━━━━━ Supplied information ━━━━━
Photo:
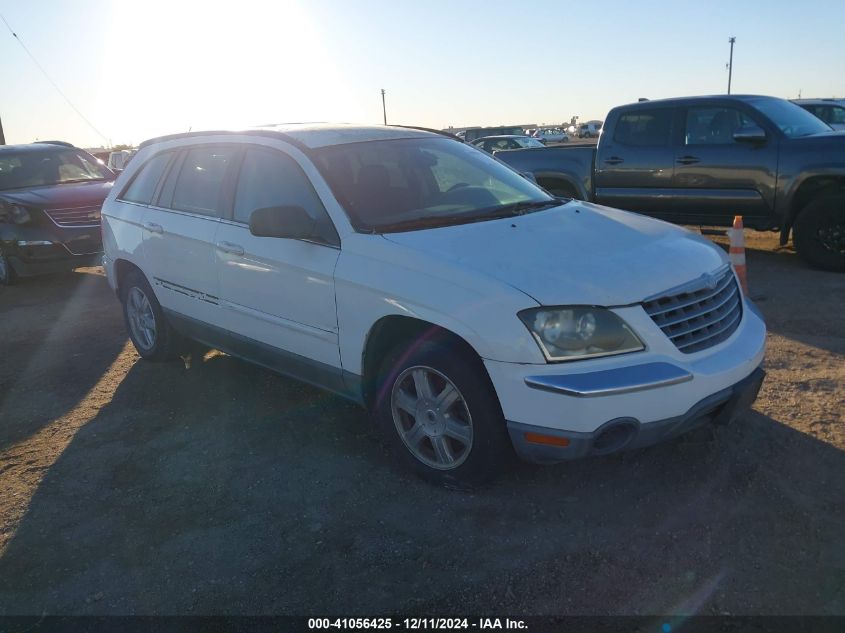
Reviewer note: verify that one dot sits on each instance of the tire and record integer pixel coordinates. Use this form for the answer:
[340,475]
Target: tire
[469,430]
[819,233]
[151,334]
[7,273]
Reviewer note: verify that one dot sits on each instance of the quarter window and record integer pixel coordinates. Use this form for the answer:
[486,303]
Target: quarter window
[644,128]
[200,183]
[714,126]
[143,186]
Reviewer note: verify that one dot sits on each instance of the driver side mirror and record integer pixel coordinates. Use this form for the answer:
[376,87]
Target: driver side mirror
[292,222]
[750,134]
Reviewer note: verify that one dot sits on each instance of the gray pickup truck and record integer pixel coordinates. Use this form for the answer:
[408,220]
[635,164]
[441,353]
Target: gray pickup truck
[702,160]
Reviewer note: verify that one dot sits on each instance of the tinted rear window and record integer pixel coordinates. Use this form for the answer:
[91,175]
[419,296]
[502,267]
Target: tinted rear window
[143,186]
[644,128]
[200,181]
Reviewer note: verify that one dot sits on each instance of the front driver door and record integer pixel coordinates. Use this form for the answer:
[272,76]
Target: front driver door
[279,292]
[717,177]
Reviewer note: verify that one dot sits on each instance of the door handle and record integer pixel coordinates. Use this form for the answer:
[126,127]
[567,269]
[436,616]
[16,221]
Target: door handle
[228,247]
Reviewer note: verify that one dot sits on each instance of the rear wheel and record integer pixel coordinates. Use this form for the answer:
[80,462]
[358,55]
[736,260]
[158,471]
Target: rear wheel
[7,273]
[441,415]
[148,328]
[819,233]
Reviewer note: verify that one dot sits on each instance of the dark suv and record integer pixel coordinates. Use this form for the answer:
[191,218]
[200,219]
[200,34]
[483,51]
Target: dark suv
[50,199]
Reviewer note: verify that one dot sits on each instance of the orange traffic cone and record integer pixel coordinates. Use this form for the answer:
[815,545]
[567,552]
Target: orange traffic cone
[737,252]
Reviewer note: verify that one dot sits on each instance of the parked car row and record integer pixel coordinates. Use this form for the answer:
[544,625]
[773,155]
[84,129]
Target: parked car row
[703,160]
[50,199]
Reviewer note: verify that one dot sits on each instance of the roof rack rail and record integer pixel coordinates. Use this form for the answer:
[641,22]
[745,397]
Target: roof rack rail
[432,130]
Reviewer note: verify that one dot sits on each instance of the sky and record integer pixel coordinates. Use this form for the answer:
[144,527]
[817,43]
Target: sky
[138,69]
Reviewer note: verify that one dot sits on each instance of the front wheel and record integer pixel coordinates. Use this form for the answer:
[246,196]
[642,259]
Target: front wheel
[149,330]
[819,233]
[441,415]
[7,273]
━━━━━
Your instructions: Your answer must be the lines from the one containing "of the parked" to the last line of the entries, repeated exactly and with nothing else.

Your solution:
Reviewer note: verify that one dot sits on each instance of the parked car row and record integer pixel coordinates. Use this form for the answer:
[544,625]
[773,155]
[84,129]
Target: parked car row
[703,160]
[50,199]
Reviewer note: verify that one dot sits on each instance of the roof rack rail and record integer pixel coordinates. Use this form for the answer:
[641,22]
[745,397]
Target: roof rack rail
[432,130]
Reviewer note: verify that one dot sits on each instance of the sky and record integer pixel coordinates. Use this form for the answer:
[144,527]
[817,43]
Target: sky
[138,69]
Reviewer note: verify that one dot sits on each instance of the front wheel and record integer pixel coordinates. Use this form for the answer:
[246,196]
[642,259]
Target: front wheel
[149,330]
[819,233]
[441,415]
[7,273]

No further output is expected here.